▶ _What you will do_: Copy the stretch of the listing from the line containing "Would you please place a dot on the hedge" through the line containing "point(47, 277)", substituting "roadside verge" for every "grass verge" and leaving everything else unchanged.

━━━

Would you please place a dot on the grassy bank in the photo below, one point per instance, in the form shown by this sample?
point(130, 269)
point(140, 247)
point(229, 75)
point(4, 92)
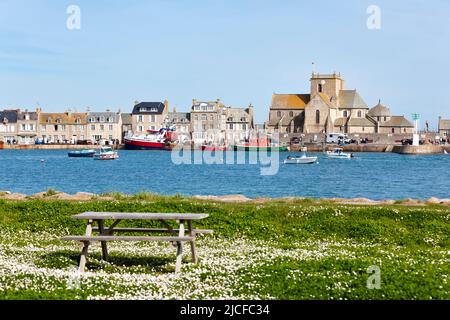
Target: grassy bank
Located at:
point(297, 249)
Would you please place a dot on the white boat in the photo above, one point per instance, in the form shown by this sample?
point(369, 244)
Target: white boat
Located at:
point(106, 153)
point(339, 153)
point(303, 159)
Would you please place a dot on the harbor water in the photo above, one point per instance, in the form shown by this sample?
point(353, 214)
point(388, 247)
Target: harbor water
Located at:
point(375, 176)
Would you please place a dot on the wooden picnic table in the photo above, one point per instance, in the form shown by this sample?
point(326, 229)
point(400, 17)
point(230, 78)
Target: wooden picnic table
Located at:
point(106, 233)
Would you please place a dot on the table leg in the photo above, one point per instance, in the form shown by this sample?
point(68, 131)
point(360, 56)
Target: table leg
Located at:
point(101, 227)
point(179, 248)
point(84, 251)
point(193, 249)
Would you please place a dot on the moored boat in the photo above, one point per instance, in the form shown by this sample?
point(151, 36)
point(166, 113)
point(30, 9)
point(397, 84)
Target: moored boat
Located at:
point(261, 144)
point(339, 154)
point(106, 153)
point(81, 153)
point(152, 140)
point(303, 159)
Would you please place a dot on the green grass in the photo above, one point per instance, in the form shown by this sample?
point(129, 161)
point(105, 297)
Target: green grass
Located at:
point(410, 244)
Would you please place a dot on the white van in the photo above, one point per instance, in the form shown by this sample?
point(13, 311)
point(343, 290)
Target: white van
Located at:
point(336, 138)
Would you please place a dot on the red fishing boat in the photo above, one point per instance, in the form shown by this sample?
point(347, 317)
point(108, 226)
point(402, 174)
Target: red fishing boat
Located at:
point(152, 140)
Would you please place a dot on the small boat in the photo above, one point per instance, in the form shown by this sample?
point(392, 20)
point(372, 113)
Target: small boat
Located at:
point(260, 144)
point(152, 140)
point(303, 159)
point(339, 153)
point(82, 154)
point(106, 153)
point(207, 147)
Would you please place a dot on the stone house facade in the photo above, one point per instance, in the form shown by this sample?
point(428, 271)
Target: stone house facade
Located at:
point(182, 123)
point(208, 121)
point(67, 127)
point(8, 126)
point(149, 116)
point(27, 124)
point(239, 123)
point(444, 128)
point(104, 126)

━━━

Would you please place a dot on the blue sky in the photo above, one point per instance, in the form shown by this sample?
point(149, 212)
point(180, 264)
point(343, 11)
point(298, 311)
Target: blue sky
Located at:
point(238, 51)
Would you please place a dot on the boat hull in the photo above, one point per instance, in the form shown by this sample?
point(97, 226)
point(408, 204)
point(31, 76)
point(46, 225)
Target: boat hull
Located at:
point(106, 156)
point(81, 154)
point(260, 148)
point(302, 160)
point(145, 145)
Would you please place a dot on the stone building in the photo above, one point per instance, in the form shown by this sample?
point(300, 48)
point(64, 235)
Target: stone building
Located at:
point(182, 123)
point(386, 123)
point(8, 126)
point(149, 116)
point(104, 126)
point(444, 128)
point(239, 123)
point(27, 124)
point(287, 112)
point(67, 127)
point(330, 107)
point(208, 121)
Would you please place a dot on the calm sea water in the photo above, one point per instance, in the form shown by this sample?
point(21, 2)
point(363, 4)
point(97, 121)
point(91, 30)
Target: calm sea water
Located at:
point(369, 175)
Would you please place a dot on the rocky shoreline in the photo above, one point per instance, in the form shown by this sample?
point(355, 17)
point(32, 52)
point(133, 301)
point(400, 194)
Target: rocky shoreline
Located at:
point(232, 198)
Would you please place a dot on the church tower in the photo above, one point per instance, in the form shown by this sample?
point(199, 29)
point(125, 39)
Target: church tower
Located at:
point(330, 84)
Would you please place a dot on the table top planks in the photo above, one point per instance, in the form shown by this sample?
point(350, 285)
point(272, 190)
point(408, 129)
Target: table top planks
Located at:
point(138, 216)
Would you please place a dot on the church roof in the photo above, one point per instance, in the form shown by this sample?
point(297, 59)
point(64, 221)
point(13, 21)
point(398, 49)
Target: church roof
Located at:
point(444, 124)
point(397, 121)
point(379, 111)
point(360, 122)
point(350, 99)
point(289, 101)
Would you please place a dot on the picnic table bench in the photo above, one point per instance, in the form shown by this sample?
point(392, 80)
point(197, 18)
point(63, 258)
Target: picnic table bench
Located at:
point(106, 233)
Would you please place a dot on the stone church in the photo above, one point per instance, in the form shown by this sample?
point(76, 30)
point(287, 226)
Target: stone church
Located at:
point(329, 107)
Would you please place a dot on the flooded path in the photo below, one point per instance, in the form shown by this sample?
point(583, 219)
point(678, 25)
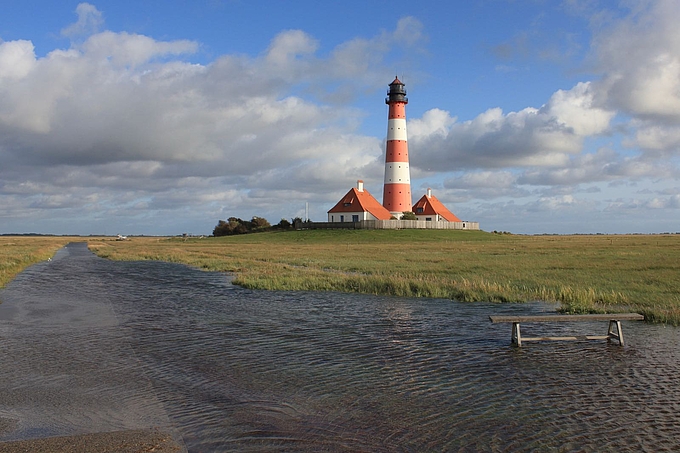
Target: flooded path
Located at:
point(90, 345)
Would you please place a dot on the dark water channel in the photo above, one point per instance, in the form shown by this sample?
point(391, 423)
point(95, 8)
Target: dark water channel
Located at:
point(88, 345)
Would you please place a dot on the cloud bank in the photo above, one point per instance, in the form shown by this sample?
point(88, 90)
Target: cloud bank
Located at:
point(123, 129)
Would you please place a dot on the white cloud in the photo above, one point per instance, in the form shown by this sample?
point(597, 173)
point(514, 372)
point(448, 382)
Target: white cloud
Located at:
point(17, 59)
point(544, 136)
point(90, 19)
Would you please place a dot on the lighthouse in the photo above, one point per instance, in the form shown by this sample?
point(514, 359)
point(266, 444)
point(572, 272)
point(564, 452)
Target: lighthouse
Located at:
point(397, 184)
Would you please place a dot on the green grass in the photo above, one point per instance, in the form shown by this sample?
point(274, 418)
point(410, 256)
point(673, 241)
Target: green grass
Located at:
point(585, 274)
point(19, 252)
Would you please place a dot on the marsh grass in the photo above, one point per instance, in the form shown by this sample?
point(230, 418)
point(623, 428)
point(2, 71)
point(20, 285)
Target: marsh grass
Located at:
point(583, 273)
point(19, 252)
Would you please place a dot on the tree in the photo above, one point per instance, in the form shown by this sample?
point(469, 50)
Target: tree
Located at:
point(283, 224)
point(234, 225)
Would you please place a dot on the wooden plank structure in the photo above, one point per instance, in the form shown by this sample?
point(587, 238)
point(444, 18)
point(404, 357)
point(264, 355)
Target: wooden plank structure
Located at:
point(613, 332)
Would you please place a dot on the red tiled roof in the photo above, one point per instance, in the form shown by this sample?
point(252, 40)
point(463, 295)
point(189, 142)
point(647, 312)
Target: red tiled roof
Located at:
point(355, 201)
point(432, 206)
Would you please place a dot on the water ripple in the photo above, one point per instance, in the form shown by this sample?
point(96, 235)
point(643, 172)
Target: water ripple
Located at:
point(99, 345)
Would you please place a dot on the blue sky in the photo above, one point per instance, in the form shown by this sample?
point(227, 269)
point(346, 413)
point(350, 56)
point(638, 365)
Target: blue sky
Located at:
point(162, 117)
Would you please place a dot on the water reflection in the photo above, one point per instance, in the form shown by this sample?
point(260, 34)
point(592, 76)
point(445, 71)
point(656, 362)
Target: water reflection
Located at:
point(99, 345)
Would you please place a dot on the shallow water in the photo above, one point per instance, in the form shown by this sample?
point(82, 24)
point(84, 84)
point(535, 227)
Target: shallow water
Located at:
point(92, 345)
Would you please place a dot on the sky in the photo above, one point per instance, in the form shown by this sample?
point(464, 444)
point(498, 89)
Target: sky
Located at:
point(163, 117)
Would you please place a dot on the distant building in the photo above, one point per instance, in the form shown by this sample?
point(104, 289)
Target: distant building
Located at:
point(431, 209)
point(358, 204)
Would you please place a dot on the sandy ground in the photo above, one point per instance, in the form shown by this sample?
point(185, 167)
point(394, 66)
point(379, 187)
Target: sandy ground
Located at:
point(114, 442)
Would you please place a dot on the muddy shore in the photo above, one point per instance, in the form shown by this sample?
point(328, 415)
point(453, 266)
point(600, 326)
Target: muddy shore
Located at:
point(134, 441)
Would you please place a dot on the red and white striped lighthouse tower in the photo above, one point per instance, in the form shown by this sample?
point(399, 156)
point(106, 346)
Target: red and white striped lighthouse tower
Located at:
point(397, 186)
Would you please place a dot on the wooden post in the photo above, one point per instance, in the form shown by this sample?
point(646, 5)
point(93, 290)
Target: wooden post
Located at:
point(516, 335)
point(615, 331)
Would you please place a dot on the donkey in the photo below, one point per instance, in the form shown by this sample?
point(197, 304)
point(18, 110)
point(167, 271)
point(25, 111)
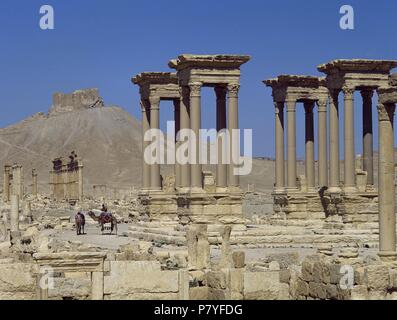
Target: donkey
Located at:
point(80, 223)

━━━

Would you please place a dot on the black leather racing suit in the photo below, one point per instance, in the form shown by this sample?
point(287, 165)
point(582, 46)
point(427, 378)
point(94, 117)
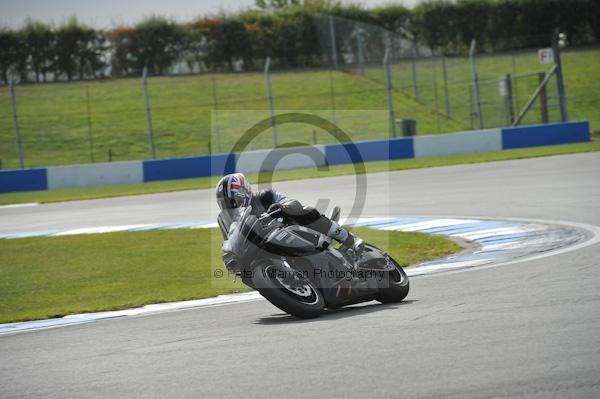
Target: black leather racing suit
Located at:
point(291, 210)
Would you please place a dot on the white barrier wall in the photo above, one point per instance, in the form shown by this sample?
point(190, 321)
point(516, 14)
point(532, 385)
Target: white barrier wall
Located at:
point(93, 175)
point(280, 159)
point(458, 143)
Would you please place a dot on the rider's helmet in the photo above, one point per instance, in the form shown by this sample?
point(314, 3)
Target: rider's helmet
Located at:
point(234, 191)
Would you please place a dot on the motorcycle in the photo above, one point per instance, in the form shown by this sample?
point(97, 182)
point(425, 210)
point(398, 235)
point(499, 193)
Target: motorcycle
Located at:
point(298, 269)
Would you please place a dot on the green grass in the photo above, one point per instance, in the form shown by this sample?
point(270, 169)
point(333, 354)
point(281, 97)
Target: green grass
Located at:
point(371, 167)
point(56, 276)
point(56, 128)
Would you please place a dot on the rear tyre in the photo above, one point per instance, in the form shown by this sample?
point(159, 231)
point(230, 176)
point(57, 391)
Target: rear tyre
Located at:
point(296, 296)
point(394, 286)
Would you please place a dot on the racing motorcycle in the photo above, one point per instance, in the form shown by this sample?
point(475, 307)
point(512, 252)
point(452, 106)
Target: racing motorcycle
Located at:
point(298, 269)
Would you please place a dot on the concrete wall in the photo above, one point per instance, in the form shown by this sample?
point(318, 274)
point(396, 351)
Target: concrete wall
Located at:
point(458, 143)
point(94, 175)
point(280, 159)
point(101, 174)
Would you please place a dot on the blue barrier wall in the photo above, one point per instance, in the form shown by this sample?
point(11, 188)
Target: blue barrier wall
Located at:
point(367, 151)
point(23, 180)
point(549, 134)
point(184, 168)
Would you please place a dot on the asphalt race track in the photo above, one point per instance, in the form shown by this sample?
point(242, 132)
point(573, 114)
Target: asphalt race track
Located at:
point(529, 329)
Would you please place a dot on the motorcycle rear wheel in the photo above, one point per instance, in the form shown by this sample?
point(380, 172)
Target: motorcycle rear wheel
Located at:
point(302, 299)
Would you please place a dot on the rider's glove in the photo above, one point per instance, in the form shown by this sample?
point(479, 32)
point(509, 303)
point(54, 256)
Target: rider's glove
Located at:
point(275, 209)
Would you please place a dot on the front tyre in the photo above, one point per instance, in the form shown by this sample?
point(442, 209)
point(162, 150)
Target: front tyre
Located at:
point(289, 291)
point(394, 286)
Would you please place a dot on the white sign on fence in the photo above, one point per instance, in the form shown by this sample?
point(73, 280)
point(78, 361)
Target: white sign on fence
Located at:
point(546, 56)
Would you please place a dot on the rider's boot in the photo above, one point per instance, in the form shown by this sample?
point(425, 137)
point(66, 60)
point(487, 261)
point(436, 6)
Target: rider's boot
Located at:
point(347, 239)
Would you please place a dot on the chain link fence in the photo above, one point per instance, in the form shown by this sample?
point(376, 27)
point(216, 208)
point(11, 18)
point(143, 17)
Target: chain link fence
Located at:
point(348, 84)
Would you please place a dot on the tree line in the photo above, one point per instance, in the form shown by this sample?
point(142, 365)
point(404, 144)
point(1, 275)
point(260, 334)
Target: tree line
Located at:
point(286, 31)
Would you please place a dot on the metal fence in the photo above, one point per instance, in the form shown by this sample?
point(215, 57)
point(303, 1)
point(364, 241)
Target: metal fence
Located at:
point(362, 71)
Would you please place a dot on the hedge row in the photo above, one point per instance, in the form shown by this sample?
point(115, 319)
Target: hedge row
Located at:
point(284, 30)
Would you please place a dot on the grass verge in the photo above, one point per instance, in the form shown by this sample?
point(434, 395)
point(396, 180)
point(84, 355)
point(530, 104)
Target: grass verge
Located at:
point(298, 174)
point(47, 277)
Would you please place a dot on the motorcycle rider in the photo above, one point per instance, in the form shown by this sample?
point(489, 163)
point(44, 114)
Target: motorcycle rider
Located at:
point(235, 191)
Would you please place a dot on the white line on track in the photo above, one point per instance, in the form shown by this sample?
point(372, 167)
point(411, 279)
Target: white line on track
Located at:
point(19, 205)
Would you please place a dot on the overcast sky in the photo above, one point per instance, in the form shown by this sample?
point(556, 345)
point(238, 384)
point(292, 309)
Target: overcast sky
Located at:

━━━

▶ _Finished answer_:
Would you please place a dot on the hedge row in the photo above, one point per instance, in the form shown by this sample?
point(115, 319)
Target: hedge row
Located at:
point(284, 30)
Would you please place a dot on the roadside verge in the photo above, one point per instance, in the form shown by this sample?
point(434, 395)
point(396, 180)
point(84, 355)
point(530, 104)
Target: roadside verge
Located at:
point(298, 174)
point(47, 277)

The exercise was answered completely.